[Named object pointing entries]
-------------------------

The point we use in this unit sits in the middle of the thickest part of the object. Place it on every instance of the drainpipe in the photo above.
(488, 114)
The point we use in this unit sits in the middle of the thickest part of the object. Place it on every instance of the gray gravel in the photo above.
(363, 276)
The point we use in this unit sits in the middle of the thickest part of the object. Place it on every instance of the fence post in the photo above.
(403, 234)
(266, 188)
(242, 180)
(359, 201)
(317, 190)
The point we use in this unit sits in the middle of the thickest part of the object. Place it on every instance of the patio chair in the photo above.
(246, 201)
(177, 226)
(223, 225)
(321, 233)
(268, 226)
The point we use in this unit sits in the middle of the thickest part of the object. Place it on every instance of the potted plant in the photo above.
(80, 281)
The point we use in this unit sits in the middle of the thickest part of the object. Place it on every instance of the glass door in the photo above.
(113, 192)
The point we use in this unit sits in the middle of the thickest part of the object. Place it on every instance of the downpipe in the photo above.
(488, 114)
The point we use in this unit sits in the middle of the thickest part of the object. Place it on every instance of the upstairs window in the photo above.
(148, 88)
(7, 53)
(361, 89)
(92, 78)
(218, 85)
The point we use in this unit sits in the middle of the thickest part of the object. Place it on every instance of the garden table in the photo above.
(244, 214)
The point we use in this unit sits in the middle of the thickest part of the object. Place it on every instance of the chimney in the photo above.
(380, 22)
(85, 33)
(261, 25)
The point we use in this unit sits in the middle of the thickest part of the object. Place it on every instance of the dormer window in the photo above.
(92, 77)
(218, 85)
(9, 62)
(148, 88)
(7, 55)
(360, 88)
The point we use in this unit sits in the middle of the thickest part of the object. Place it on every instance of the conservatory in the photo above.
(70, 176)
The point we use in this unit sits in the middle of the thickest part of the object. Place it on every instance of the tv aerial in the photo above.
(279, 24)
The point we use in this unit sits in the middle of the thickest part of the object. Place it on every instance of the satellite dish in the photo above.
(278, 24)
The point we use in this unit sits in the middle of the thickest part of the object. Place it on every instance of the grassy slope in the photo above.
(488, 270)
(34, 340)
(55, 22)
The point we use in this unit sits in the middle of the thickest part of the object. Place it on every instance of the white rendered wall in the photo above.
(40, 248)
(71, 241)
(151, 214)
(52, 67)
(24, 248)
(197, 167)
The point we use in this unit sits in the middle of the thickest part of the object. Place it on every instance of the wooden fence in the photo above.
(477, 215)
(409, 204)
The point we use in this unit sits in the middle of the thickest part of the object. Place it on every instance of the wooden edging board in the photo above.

-------------------------

## PROBLEM
Can you convert every line of the records above into a Markdown table with two columns, Row and Line, where Row holds the number and Line holds the line, and blank lines are skipped?

## CORRECT ANSWER
| Row | Line |
|---|---|
| 1 | The point we use in this unit sits in the middle of the thickest part of the object. Place it on every instance of the drainpipe in the photo above. |
| 2 | (488, 114) |
| 3 | The point we use in this unit sits in the middle of the thickest part of the object. Place it on every instance of the gray gravel in the photo above. |
| 4 | (363, 276) |
| 5 | The point we use in this unit sits in the middle of the thickest part of the object. Place it on every instance of the fence post in the photo above. |
| 6 | (403, 234) |
| 7 | (266, 188) |
| 8 | (242, 180) |
| 9 | (359, 201) |
| 10 | (317, 190) |
| 11 | The point we use in this unit sits in the middle of the thickest part of the object. Place it on every instance of the patio chair in the photo above. |
| 12 | (246, 201) |
| 13 | (177, 226) |
| 14 | (223, 225) |
| 15 | (321, 233) |
| 16 | (268, 226) |
| 17 | The point we use in this unit sits in the middle of the thickest part of the object. Place it on every instance of the potted plant in the photo above. |
| 18 | (80, 281) |
| 19 | The point we use in this unit sits in the middle of the thickest part of the object. Place it on every instance of the glass door in the photo above. |
| 20 | (113, 192) |
| 21 | The point we use in this unit sits in the middle of the thickest part of the object. Place it on every instance of the downpipe in the photo above. |
| 22 | (488, 114) |
| 23 | The point we use in this unit sits in the middle of the thickest part of the object. Place it on every instance of the upstairs window in the photo above. |
| 24 | (148, 88) |
| 25 | (7, 53) |
| 26 | (361, 89) |
| 27 | (92, 78) |
| 28 | (218, 85) |
| 29 | The point we use in this unit sits in the middle of the thickest part of the object. Place it on every instance of the garden table in the photo above. |
| 30 | (244, 214) |
| 31 | The point we use in this unit sits in the middle of the thickest part of the object. Place it on every instance of the chimney in the photo above. |
| 32 | (380, 22) |
| 33 | (85, 33) |
| 34 | (261, 25) |
| 35 | The point we use in this unit sits in the middle of the thickest part of the object. Place it on every instance of the dormer window in the photo above. |
| 36 | (92, 77) |
| 37 | (218, 85) |
| 38 | (9, 62) |
| 39 | (148, 88) |
| 40 | (7, 55) |
| 41 | (360, 88) |
| 42 | The point we use in this unit sits in the middle of the thickest part of the object. Place it on every instance of the conservatory in the photo above. |
| 43 | (70, 176) |
| 44 | The point we use in this unit sits in the middle of the thickest part of the object. Place it on every instance of the tv aerial in the photo above. |
| 45 | (279, 24) |
| 46 | The point we use in this unit sits in the middle of the thickest part of the object. Place it on every instance of the satellite dish in the photo above. |
| 47 | (278, 24) |
| 48 | The point we use in this unit sits in the middle of the thickest part of the object. Place it on every instance of the grassy slope in the photo above. |
| 49 | (488, 270) |
| 50 | (34, 340) |
| 51 | (55, 22) |
| 52 | The point we use in this unit sits in the middle of the thickest part of the object. Place it on every instance of the white rendered wall in the photo above. |
| 53 | (40, 248) |
| 54 | (71, 241) |
| 55 | (151, 214) |
| 56 | (52, 67) |
| 57 | (24, 248) |
| 58 | (197, 167) |
| 59 | The point we use in this unit sits in the middle of the thickest part of the object. Place it on every instance of the wooden fence in the photo above. |
| 60 | (477, 215) |
| 61 | (409, 204) |
| 62 | The point we use in this unit sits in the middle of the thickest part of the object. Place it on every instance of the wooden edging board in the photo above. |